* [Aangeleverd fragment]
-- -- --
De plug-in draait (nu) probleemloos, reageert netjes op het line-in signaal - behalve dan dat sommige visualizations hier slecht matig op letten, maar dat is alleen een kwestie van een zooi avs's opzoeken.


Ander vraagje: Ik denk erover om hiervoor een 2e hands laptop aan te schaffen, wat zal je minimaal nodig hebben om dit vloeiend te kunnen draaien?



------------------------
Wees een bink, rook niet maar drink...

----------


## -Bart-

Er zijn niet zoveel laptop met video out.

Je zou een video kaart g450 van matrox kunnen nemen, dan kan je een geselecteerd deel van je desktop vergroot naar je tv out kunnen sturen. ideaal voor winamp dus.

Maar je hebt hier veel mooiere en toegespitste software voor, zoals moonster!

Kijk ff op www.audiovisualizers.com hebben ze ook een forum

B.Sliggers

----------


## CyberNBD

Die G450 is een mogelijkheid, ik heb hem hier thuis ook in de comp zitten, en al es wat mee geprobeerd, maar ideaal is het niet, als je wil wisselen tss bijvoorbeeld je winamp visualisatie en powerpoint zal je het altijd blijven zien.
-- -- --
* [Gegevens]
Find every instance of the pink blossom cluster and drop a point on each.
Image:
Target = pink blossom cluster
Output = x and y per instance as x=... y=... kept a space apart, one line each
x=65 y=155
-- -- --
* [Te maken opdrachten]
(1) Welke videokaart noemt het fragment om een geselecteerd deel van de desktop vergroot naar de tv-out te sturen?
(2) Herhaal alsjeblieft woordelijk alles uit het fragment vanaf "Maar je hebt" tot en met "altijd blijven zien.".

* [Uitwerkingen]
(1) De g450 van Matrox.

(2)
Maar je hebt hier veel mooiere en toegespitste software voor, zoals moonster!

Kijk ff op www.audiovisualizers.com hebben ze ook een forum

B.Sliggers

----------


## CyberNBD

Die G450 is een mogelijkheid, ik heb hem hier thuis ook in de comp zitten, en al es wat mee geprobeerd, maar ideaal is het niet, als je wil wisselen tss bijvoorbeeld je winamp visualisatie en powerpoint zal je het altijd blijven zien.